Detection rows:
>>>

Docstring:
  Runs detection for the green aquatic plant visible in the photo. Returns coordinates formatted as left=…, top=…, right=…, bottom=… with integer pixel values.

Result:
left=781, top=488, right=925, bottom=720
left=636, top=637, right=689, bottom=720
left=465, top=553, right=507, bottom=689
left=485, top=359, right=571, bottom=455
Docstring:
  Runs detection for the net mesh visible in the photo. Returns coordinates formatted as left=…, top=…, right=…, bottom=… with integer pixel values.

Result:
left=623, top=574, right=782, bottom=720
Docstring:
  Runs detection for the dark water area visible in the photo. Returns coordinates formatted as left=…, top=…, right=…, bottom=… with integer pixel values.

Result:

<<<

- **Task goal**: Can you lay out every line of the rows above as a numbered list, skipping the blank lines?

- **Response to the exercise**:
1. Docstring:
2.   Runs detection for the green aquatic plant visible in the photo. Returns coordinates formatted as left=…, top=…, right=…, bottom=… with integer pixel values.
3. Result:
4. left=781, top=488, right=925, bottom=720
5. left=636, top=637, right=689, bottom=720
6. left=465, top=553, right=507, bottom=689
7. left=485, top=359, right=571, bottom=455
8. Docstring:
9.   Runs detection for the net mesh visible in the photo. Returns coordinates formatted as left=…, top=…, right=…, bottom=… with integer pixel values.
10. Result:
11. left=623, top=574, right=782, bottom=720
12. Docstring:
13.   Runs detection for the dark water area visible in the photo. Returns coordinates formatted as left=…, top=…, right=…, bottom=… with integer pixel values.
14. Result:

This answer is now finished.